下の日記で、2003年6月30日の夕食として書かれている料理をすべて書き出すこと。

• [本文]:
★ ★ ★ ★ ★ ★ ★

昨日・今日・明日
壱カ月昨日明日


2003年06月30日(月) マリ・クレールのこと

 あーあ、新聞連載の奥泉光「新地底旅行」終わっちゃった。毎日楽しみにしてきたが、今日で愛する丙三郎さんともお別れ、さみしいわ。でも続編があるような雰囲気なので、希望を失わずにいよう。

 本日届いた野菜、チンゲンサイと小松菜から、また青や黒の虫が2,3匹でてきた。世の中には虫のいる野菜を食べるのがステイタス、という人もいるそうであるが、虫とのご対面にはいまだに慣れない。
 青虫は、しばらくテーブルの上でゴニョゴニョ動いていたが、目を話した隙にどこかへ消えた。どこへ行ってしまったのかしら。

 夜は、古本屋の店先にばさっと置いてあったのを100円で買ってきた「マリ・クレール」を読む。1990年12月号、特集は恋文物語。
 この頃の「マリ・クレール」、すごいなあ。島尾敏雄と島尾ミホの愛の往復書簡(わお!)や池内紀と丸谷才一の対談、藤原新也の写真、武田百合子、金井美恵子、海野弘、荒俣宏、中条省平の連載、など文芸誌の「海」がそのまま女性誌になったみたいだ。
 私が「マリ・クレール」を買って読んでいたのはあと3年くらい後のことで、ここまでの執筆陣ではなかった記憶がある。いったいどんな人が読んでいたのだろう。
 島尾夫妻の往復書簡、濃いなあ。カルピスを原液でゴクゴク飲んだ気分だよ。

・「マリ・クレール」(1990年12月号)古書

・朝食:チーズトースト、珈琲
 昼食:ざるそば
 夕食:豚肉と小松菜の炒め物、チンゲンサイの煮びたし、冷奴、ずんだ豆のかまぼこ、ご飯
 


2003年06月29日(日) 京都で写真をみる

 京都へ行く。なんとか晴れてよかったよかった。

 まず京都伊勢丹の美術館「えき」KYOTOで、「マン・レイ写真展」を観る。今日が最終日のせいか入場者も多い。
 ソラリゼーションとかレイヨグラフとか、ふむふむと思うけれども私にはピンとこず、というかわからず、一番よかったのはスナップのような風景写真だった。それとラテン系の「ジュリエット」。図録を購入した。

 バスで岡崎まで移動。京都国立近代美術館で「東松照明の写真」を観る。今回のテーマは「沖縄マンダラ」。5月に来たときは貸し切り状態だったのに、特別展の影響かご年輩の方々でいっぱい。少々驚く。
 部屋のちょうど真ん中に立って、ぐるっと展示してある写真を見渡すと、際だつのが青と赤。沖縄の青と赤は鮮烈だ。それにおじいちゃん、おばあちゃんのパワーみなぎる眼差し。

★ ★ ★ ★ ★ ★ ★

データセットからの抜粋
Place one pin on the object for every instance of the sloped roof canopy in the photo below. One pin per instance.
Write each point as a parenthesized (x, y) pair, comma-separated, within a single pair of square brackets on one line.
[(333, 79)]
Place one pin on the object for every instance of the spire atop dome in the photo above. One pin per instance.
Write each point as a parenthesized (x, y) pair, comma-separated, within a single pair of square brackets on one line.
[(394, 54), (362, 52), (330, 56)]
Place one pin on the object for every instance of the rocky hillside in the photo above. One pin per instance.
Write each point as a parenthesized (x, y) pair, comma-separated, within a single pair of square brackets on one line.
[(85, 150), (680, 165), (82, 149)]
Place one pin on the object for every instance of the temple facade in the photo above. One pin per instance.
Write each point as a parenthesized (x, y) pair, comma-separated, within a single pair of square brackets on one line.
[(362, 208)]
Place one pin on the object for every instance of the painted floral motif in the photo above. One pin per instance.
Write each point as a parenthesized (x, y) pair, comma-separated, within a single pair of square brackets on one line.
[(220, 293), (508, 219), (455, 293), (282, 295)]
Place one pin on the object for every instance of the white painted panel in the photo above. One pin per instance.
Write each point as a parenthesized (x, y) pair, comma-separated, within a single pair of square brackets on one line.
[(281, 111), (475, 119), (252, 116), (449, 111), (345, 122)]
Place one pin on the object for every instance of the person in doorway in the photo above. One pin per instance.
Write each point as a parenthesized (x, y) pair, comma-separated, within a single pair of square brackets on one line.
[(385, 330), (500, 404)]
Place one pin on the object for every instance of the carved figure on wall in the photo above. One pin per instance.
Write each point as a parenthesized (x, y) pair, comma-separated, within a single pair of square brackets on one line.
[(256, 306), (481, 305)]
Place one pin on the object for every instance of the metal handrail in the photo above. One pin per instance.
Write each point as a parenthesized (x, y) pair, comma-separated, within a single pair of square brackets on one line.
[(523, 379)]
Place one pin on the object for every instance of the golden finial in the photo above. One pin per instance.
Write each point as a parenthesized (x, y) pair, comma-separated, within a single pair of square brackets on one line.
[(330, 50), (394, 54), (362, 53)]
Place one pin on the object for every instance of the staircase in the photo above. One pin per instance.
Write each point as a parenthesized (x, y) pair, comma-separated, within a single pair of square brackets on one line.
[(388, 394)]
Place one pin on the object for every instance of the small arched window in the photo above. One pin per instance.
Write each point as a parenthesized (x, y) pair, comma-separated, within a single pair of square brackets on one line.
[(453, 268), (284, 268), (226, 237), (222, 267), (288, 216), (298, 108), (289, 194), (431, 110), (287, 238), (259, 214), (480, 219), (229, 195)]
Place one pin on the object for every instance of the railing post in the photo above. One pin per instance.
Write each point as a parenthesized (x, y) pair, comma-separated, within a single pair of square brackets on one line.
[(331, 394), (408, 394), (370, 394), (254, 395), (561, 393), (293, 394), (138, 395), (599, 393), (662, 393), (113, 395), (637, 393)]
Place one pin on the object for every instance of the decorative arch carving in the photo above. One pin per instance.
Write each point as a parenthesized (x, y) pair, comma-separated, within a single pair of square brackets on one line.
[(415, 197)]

★ ★ ★ ★ ★ ★ ★

• [解答]: 豚肉と小松菜の炒め物、チンゲンサイの煮びたし、冷奴、ずんだ豆のかまぼこ、ご飯